Work to complete: Nothing but an exact copy is wanted: the line with "Query: recessed ceiling light" and each line after it in the data below, last line included.

Records for this exercise:
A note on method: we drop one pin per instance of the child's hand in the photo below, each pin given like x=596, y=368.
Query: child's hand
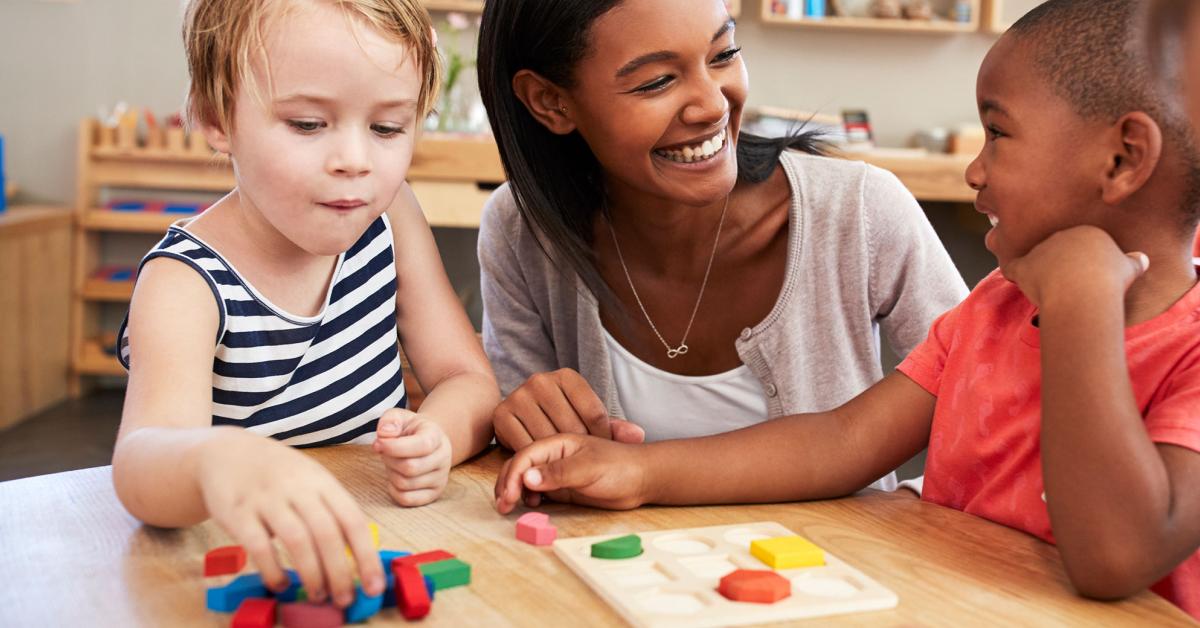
x=257, y=489
x=417, y=453
x=557, y=402
x=1085, y=259
x=575, y=468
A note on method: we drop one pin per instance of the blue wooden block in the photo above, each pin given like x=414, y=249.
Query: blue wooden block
x=364, y=606
x=229, y=597
x=292, y=593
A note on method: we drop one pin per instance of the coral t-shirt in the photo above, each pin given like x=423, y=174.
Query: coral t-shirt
x=983, y=363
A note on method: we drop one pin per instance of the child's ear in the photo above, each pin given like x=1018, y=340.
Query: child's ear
x=215, y=135
x=1137, y=150
x=546, y=101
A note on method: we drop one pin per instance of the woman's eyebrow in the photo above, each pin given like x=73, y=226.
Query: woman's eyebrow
x=665, y=55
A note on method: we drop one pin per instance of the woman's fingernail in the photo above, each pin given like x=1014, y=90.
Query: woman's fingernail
x=533, y=477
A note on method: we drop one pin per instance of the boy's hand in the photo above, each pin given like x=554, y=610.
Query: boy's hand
x=575, y=468
x=1080, y=258
x=557, y=402
x=417, y=453
x=257, y=489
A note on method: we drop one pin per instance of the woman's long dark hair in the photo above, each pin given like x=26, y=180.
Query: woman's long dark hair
x=556, y=180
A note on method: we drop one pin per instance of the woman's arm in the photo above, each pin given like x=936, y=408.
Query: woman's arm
x=803, y=456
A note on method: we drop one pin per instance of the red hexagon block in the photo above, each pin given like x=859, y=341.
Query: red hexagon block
x=755, y=585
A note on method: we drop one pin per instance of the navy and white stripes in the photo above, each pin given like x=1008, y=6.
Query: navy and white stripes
x=305, y=381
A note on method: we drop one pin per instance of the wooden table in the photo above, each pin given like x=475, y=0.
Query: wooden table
x=72, y=556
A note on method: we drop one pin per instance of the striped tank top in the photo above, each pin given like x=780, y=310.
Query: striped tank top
x=305, y=381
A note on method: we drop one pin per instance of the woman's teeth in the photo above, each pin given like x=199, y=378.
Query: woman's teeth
x=702, y=151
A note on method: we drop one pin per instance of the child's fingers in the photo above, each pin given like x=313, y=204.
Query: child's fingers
x=413, y=498
x=287, y=526
x=330, y=548
x=420, y=443
x=247, y=530
x=412, y=467
x=354, y=530
x=429, y=480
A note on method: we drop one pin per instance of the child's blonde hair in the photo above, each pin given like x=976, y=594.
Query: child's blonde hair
x=221, y=35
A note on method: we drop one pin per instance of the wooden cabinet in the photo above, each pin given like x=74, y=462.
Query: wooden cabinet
x=35, y=289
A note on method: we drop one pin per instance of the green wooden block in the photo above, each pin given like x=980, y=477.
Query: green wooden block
x=618, y=548
x=448, y=573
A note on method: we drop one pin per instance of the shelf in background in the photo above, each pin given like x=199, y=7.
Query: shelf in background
x=93, y=360
x=99, y=289
x=129, y=221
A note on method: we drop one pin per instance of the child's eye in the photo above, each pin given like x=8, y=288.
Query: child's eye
x=655, y=85
x=388, y=130
x=727, y=55
x=306, y=126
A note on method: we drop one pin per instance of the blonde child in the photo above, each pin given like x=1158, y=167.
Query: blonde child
x=273, y=318
x=1062, y=398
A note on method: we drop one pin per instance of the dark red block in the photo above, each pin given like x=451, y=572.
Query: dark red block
x=255, y=612
x=223, y=561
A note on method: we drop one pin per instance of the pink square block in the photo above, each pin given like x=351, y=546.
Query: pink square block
x=535, y=530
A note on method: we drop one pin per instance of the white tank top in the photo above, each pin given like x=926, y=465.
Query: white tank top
x=671, y=406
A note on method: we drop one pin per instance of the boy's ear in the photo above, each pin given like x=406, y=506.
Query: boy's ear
x=1135, y=151
x=545, y=101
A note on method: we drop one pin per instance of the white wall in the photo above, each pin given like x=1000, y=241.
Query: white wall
x=61, y=60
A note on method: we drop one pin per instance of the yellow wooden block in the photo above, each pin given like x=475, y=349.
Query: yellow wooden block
x=787, y=552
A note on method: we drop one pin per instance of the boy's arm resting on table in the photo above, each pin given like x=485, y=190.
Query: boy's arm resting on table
x=438, y=338
x=804, y=456
x=1125, y=510
x=172, y=467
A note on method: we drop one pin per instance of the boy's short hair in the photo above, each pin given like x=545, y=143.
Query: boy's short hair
x=220, y=36
x=1092, y=55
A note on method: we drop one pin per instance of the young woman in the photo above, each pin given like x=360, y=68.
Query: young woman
x=649, y=261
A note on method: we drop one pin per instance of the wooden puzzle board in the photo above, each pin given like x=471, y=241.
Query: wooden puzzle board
x=673, y=582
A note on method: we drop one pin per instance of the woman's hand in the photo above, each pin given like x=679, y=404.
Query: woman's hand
x=575, y=468
x=258, y=490
x=417, y=453
x=557, y=402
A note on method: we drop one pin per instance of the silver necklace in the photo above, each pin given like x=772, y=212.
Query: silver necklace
x=682, y=350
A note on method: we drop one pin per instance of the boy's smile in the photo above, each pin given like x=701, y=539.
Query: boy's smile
x=1032, y=177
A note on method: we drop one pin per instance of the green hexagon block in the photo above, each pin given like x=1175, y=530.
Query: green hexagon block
x=448, y=573
x=619, y=548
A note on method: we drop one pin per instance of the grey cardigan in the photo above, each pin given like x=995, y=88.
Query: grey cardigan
x=861, y=257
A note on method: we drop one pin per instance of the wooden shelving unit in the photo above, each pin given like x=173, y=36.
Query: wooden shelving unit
x=941, y=24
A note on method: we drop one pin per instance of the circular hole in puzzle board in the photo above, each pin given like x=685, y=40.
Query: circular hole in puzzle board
x=742, y=537
x=683, y=544
x=708, y=566
x=823, y=586
x=671, y=603
x=637, y=575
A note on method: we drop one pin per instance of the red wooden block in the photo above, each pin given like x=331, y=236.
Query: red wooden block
x=424, y=557
x=412, y=597
x=222, y=561
x=762, y=586
x=255, y=612
x=310, y=616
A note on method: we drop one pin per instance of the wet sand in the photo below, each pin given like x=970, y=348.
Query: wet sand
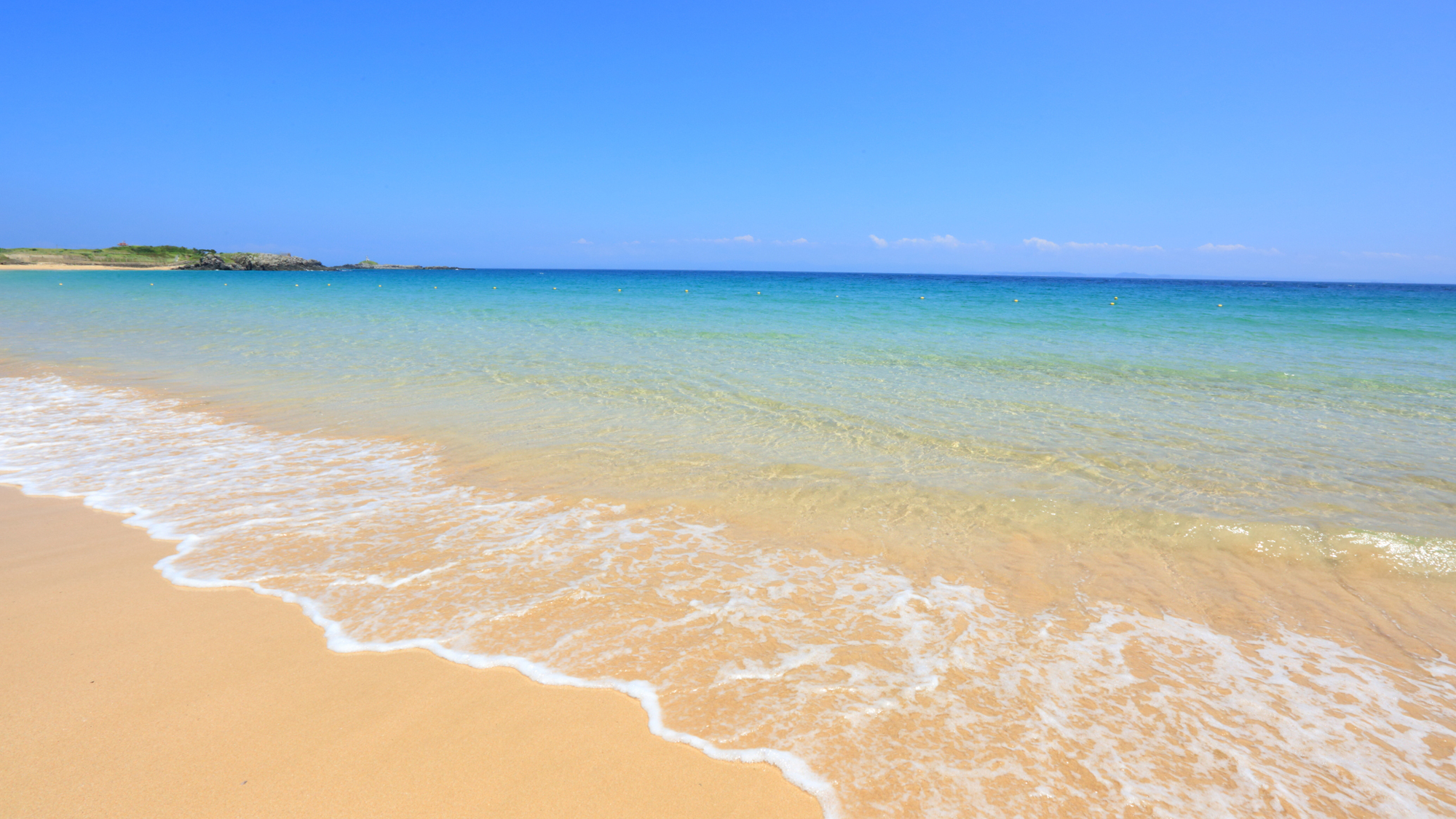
x=124, y=695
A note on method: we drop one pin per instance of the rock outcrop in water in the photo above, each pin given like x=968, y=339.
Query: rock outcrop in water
x=254, y=261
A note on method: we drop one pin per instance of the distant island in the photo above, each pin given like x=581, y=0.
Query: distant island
x=178, y=258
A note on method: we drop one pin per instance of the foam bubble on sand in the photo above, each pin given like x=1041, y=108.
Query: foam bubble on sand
x=877, y=692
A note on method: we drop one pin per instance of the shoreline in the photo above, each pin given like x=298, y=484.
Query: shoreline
x=127, y=695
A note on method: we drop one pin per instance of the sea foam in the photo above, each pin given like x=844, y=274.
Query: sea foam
x=877, y=692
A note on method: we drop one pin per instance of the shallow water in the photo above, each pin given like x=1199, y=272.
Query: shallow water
x=950, y=545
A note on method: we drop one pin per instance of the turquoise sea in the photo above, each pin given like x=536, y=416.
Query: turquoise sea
x=938, y=545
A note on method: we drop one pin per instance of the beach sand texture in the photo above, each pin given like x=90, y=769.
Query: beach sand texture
x=935, y=545
x=124, y=695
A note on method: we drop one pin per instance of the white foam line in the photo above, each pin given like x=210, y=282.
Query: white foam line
x=794, y=768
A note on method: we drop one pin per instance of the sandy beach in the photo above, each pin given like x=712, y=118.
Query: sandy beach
x=124, y=695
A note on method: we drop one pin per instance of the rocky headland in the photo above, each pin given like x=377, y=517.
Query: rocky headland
x=289, y=261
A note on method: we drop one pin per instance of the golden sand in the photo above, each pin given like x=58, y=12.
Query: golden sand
x=123, y=695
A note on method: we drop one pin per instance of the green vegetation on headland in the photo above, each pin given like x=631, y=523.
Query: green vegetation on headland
x=174, y=256
x=122, y=256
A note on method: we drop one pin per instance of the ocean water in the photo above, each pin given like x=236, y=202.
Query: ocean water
x=934, y=545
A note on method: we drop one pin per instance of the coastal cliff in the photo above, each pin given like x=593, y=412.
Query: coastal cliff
x=254, y=261
x=151, y=257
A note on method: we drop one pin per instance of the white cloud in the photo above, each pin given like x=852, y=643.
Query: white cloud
x=1048, y=245
x=1212, y=248
x=933, y=242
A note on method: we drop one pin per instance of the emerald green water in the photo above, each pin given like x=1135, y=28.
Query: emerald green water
x=934, y=545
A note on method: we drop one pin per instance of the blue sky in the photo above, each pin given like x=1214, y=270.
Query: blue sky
x=1292, y=141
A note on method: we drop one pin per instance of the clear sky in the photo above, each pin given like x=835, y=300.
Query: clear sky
x=1231, y=139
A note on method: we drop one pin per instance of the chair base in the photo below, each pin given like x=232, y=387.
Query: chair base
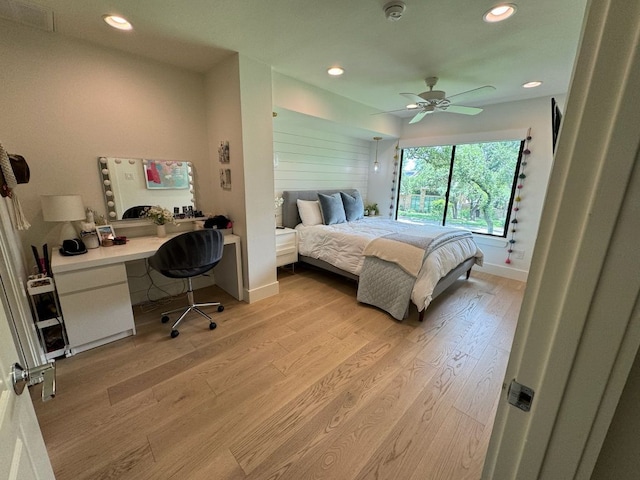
x=192, y=307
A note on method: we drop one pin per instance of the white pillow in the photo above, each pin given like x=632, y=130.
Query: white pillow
x=309, y=211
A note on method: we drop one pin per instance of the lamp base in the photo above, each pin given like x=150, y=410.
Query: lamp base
x=67, y=232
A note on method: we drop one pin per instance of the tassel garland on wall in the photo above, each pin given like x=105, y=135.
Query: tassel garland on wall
x=518, y=198
x=394, y=181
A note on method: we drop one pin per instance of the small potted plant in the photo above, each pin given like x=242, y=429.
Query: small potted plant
x=160, y=217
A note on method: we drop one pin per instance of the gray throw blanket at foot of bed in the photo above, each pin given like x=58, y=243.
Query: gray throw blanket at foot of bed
x=393, y=262
x=384, y=285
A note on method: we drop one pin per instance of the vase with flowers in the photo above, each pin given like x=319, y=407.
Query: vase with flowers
x=160, y=217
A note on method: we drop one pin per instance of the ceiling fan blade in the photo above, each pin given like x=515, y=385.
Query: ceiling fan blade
x=462, y=109
x=419, y=116
x=413, y=98
x=391, y=111
x=473, y=93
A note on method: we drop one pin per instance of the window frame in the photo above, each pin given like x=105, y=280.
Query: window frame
x=514, y=184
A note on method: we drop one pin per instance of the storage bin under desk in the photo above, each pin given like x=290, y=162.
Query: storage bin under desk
x=96, y=306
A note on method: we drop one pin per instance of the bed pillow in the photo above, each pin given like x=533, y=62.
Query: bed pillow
x=332, y=208
x=353, y=206
x=309, y=211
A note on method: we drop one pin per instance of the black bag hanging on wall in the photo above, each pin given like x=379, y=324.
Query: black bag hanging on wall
x=21, y=173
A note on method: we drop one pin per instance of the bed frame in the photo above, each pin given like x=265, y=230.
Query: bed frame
x=291, y=218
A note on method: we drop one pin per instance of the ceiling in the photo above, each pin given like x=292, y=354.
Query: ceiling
x=302, y=38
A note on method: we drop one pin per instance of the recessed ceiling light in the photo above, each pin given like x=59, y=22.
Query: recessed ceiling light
x=118, y=22
x=500, y=12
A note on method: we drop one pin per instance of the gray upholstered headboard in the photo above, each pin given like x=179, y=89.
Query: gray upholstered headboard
x=290, y=216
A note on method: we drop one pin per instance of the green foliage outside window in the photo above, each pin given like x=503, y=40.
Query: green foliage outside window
x=469, y=185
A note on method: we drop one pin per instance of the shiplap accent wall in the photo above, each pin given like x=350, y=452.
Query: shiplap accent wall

Response area:
Query: recessed ceiling light
x=118, y=22
x=500, y=12
A note on method: we drop one pin per instance of the gray upholstered headboard in the photo above, each pin given like x=179, y=89.
Query: gray upholstered headboard
x=290, y=216
A note on method: we drop one pin per instance of the green foliage outside window in the photo above, each pin given like x=503, y=40.
Query: green foliage outside window
x=469, y=185
A note on method: we drop one pin per instance of the shiplap accent wall in the photo above, each pin given like x=350, y=452.
Query: shiplap accent wall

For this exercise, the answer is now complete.